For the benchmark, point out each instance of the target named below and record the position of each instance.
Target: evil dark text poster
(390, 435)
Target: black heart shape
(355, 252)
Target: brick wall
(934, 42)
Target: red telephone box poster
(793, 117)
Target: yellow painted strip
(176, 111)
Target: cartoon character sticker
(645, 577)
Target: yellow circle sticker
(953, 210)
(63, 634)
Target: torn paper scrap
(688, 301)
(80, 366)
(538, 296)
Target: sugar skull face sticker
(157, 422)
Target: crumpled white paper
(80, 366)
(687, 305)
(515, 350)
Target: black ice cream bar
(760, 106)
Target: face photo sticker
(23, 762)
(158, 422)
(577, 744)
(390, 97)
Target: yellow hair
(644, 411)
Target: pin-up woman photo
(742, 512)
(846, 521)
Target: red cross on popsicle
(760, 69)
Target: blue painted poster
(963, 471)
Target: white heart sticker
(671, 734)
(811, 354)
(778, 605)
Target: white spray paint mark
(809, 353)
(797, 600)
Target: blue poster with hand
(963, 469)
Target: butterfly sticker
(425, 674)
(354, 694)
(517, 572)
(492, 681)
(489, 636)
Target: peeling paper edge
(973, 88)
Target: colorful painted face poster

• _TASK DETAILS_
Render every line of the records above as a Markdown table with the columns Row and Line, numbering each row in order. Leave out any blank lines.

• _ANSWER BELOW_
| Row | Line |
|---|---|
| 1 | For the benchmark, point out each instance of the target named below and record the position of each instance. |
| 2 | Target: evil dark text poster |
| 3 | (390, 435) |
| 4 | Target: black heart shape |
| 5 | (355, 252) |
| 6 | Target: brick wall |
| 7 | (934, 42) |
| 8 | Target: red telephone box poster |
| 9 | (793, 117) |
| 10 | Target: yellow painted strip |
| 11 | (176, 111) |
| 12 | Target: cartoon character sticker |
| 13 | (645, 577) |
| 14 | Target: yellow circle sticker |
| 15 | (953, 210) |
| 16 | (63, 634) |
| 17 | Target: torn paper scrap |
| 18 | (688, 301) |
| 19 | (80, 366) |
| 20 | (538, 296) |
| 21 | Target: sugar skull face sticker |
| 22 | (157, 422) |
| 23 | Target: crumpled white paper |
| 24 | (80, 366) |
| 25 | (687, 305) |
| 26 | (515, 350) |
| 27 | Target: black ice cream bar |
| 28 | (760, 106) |
| 29 | Target: face photo sticker |
| 30 | (23, 762) |
| 31 | (158, 422) |
| 32 | (577, 744) |
| 33 | (390, 97) |
| 34 | Target: yellow hair |
| 35 | (644, 411) |
| 36 | Target: pin-up woman photo |
| 37 | (742, 512) |
| 38 | (846, 521) |
| 39 | Target: red cross on popsicle |
| 40 | (760, 69) |
| 41 | Target: blue painted poster |
| 42 | (963, 471) |
| 43 | Target: white heart sticker |
| 44 | (671, 734) |
| 45 | (811, 354) |
| 46 | (778, 605) |
| 47 | Target: white spray paint mark |
| 48 | (809, 353) |
| 49 | (797, 600) |
| 50 | Target: blue poster with hand |
| 51 | (963, 469) |
| 52 | Target: butterfly sticker |
| 53 | (425, 674) |
| 54 | (354, 694) |
| 55 | (517, 572) |
| 56 | (492, 681) |
| 57 | (489, 636) |
| 58 | Target: peeling paper edge |
| 59 | (973, 88) |
| 60 | Target: colorful painted face poster |